- _PROBLEM STATEMENT_
Lay out the stretch of the material below, from the line containing "of the person" through the line containing "255), (153, 254)]", as a JSON list of strings with one string per line and blank lines omitted. Include both end lines.

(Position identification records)
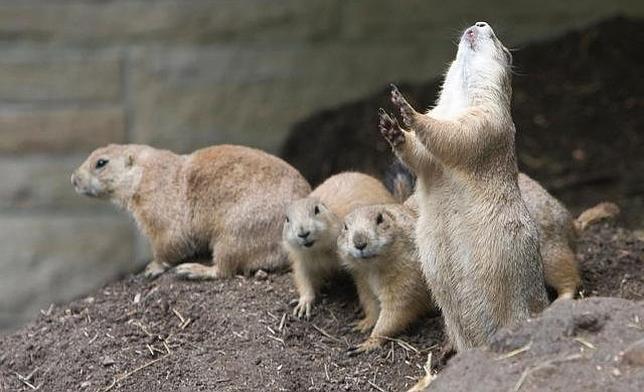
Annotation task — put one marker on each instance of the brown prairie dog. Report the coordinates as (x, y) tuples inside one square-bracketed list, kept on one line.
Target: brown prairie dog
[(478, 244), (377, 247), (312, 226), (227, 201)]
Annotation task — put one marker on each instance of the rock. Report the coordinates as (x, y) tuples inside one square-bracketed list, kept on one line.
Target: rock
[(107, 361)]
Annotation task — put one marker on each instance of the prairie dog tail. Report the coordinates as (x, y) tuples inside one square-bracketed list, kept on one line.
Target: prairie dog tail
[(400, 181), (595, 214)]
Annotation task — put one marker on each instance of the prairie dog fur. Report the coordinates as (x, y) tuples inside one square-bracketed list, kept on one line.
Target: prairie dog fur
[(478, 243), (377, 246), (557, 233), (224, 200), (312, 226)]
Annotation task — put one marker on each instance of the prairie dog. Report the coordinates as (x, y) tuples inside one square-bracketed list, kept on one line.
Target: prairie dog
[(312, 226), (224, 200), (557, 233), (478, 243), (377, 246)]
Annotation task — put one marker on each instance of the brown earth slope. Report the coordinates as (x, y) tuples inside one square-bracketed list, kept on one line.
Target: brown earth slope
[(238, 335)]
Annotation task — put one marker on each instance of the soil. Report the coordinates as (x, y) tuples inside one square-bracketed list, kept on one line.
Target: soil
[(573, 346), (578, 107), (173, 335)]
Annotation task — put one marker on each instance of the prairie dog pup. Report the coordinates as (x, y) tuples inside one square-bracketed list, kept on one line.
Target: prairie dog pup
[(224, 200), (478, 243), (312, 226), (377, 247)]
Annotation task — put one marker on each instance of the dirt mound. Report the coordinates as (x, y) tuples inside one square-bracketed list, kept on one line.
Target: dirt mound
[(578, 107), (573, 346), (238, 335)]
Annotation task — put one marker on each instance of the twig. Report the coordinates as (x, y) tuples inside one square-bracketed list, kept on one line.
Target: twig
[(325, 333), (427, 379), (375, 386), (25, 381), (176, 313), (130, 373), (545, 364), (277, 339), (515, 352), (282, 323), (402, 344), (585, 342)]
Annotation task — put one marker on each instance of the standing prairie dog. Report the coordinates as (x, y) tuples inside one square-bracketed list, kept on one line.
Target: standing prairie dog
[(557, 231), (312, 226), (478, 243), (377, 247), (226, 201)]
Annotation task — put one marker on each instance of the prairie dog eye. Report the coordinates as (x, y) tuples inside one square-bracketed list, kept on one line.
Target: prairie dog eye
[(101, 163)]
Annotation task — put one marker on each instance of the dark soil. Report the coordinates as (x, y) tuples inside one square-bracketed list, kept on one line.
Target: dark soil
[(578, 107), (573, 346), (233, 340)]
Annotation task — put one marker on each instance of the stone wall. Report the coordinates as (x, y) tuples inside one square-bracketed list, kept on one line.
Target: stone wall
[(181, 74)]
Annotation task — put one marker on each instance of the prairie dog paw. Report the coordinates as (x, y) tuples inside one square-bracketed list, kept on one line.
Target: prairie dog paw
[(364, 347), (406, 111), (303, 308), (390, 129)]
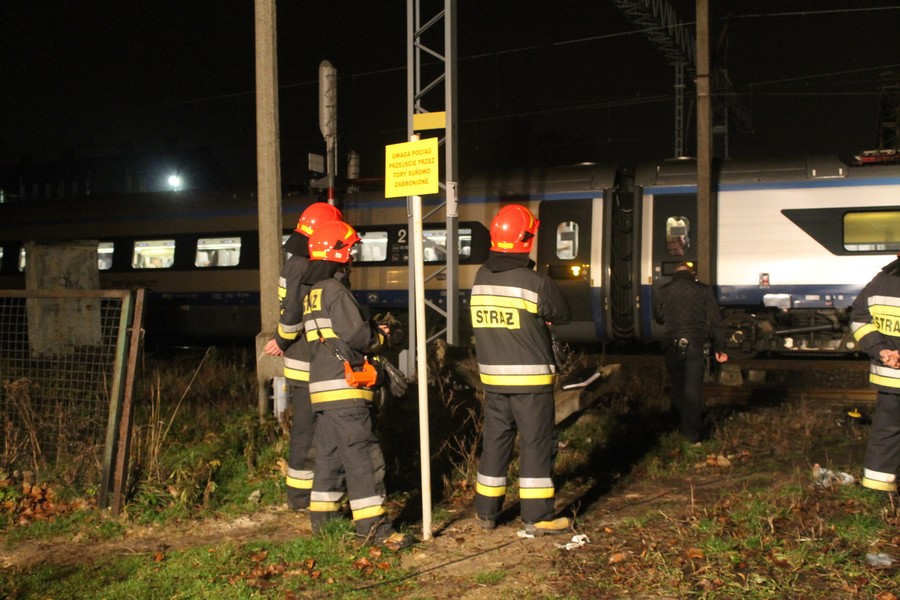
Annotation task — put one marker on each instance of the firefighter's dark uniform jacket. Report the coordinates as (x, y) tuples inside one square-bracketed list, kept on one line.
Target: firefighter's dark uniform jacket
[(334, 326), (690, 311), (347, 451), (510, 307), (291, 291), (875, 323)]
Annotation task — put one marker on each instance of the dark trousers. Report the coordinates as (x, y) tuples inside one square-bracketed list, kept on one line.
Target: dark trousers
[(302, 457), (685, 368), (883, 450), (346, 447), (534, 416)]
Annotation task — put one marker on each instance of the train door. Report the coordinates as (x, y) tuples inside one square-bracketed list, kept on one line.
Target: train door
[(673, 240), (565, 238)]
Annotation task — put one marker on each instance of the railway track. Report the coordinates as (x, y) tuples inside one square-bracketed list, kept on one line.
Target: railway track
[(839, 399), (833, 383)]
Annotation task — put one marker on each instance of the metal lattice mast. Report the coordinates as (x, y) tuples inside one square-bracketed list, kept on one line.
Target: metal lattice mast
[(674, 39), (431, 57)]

---

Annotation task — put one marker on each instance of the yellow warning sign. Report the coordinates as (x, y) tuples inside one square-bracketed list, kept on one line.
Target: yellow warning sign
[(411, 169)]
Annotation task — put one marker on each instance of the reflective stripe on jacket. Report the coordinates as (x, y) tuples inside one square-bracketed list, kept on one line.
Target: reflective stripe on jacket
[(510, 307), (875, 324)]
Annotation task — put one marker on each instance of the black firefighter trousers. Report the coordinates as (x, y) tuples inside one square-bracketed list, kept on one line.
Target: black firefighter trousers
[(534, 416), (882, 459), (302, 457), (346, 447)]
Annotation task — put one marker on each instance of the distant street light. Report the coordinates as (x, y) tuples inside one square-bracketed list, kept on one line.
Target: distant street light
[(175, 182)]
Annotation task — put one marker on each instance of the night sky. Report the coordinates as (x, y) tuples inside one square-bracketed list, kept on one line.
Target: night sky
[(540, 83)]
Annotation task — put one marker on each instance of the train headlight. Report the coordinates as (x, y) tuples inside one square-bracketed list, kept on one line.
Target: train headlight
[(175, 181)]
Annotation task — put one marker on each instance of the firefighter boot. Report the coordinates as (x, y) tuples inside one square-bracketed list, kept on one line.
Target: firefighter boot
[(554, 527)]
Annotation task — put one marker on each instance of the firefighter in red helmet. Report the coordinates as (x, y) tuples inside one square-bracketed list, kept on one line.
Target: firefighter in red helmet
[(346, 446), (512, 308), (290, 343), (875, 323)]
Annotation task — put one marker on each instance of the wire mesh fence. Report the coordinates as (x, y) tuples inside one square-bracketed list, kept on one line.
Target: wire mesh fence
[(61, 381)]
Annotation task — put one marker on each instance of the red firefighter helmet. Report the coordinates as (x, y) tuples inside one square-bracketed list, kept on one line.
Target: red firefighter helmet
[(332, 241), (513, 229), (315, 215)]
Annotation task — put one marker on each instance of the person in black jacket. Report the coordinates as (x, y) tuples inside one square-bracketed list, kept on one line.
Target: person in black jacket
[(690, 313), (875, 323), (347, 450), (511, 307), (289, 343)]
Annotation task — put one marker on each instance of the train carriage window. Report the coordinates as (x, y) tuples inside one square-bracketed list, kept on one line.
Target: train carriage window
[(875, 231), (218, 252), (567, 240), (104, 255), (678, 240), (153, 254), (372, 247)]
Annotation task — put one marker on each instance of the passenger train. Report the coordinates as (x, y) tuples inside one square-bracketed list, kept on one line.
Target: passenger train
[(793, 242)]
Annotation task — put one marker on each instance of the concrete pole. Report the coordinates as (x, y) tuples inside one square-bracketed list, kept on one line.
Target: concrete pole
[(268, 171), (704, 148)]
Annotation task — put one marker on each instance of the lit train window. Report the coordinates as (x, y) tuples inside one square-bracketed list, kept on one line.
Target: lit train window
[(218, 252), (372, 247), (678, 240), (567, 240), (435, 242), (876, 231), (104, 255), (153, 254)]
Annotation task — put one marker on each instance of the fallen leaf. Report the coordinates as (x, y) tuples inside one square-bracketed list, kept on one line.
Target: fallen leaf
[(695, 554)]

- _THE OUTPUT_
[
  "Annotation task — put one marker on each instance of the person in black jacket. Report the coordinates as (x, y) tuples inside one square-bracketed list, kept on one line.",
  "Target: person in black jacket",
  "[(690, 313), (875, 323), (347, 450), (511, 307), (289, 343)]",
  "Annotation task — put one marker on each instance of the train carriage window. Report the coordinates as (x, y) tuples inside one square-bracketed list, kept on one line.",
  "Target: train carriage window",
  "[(875, 231), (218, 252), (567, 240), (104, 255), (678, 240), (153, 254), (372, 247)]",
  "Annotation task — put one marker on each instance of the passenger train. Report the coordinates as (x, y) tuples inside one square-bracketed list, kept on one line.",
  "Target: passenger train",
  "[(793, 242)]",
  "Annotation task — put one marker on each instance of the concrete pole. Report the coordinates as (x, y) tuples inside one square-bracketed list, kept on one line.",
  "Target: concrete pole",
  "[(268, 171), (704, 148)]",
  "Annotation task — put one marker on each instance of the lit train window. Report the coordinates as (x, y) tuples inside one square-bracketed list, kept on one line.",
  "Target: lit train window",
  "[(218, 252), (372, 247), (678, 240), (567, 240), (435, 242), (876, 231), (104, 255), (153, 254)]"
]